* [Goal of the exercise]:
Extract every line of the records below and copy each one word for word, changing nothing.

* [Data supplied]:
· · · ·
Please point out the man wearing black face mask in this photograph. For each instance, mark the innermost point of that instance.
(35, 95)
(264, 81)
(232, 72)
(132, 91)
· · · ·
* [Problem solution]:
Please point out the man wearing black face mask in this photograph. For each instance, mark the innermost point of that instance.
(35, 95)
(264, 81)
(232, 72)
(132, 91)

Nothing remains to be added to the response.